* _Entries provided_
┄┄┄┄┄┄┄┄┄┄┄┄┄┄┄┄┄┄┄┄

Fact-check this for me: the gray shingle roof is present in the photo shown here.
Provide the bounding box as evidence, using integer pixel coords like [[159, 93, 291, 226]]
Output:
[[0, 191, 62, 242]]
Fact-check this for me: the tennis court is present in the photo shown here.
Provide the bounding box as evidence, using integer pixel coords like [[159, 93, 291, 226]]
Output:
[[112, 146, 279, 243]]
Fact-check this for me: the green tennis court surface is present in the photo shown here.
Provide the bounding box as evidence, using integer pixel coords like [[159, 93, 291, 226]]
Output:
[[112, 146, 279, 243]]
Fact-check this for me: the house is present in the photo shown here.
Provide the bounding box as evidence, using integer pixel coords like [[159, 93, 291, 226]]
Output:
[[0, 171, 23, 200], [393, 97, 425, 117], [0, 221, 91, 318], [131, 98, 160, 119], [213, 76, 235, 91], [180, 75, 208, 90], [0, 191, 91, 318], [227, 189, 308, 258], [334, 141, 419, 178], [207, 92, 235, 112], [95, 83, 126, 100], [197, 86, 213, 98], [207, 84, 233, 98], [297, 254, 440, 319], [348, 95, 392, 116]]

┄┄┄┄┄┄┄┄┄┄┄┄┄┄┄┄┄┄┄┄

Rewrite all the material above, substituting "Please verify" for every occurrence of "Fact-check this for me" and leaving everything else unchanged.

* _Complete answer_
Please verify: the gray shingle roof is present in the photo shown here.
Provide the bounding box as evidence, using integer pixel coords like [[159, 93, 291, 226]]
Output:
[[0, 191, 62, 242]]
Please verify: the tennis court is present in the photo shown here.
Provide the bounding box as evidence, using integer pixel coords like [[159, 93, 291, 226]]
Output:
[[112, 146, 279, 243]]
Please verify: the green tennis court surface is present in the photo shown here.
Provide the bounding box as evidence, using integer pixel coords like [[159, 93, 291, 226]]
Output:
[[112, 146, 279, 243]]
Please verify: the house is present in the photo shown here.
Provide the bounding box as evidence, using integer pixel coords like [[159, 93, 291, 226]]
Output:
[[0, 171, 23, 200], [393, 97, 425, 117], [0, 221, 91, 318], [131, 98, 160, 119], [213, 76, 235, 91], [180, 75, 208, 90], [0, 191, 91, 318], [227, 189, 308, 258], [334, 141, 419, 178], [207, 92, 235, 112], [95, 83, 126, 100], [197, 86, 213, 98], [207, 84, 233, 98], [297, 254, 440, 319], [348, 95, 392, 116]]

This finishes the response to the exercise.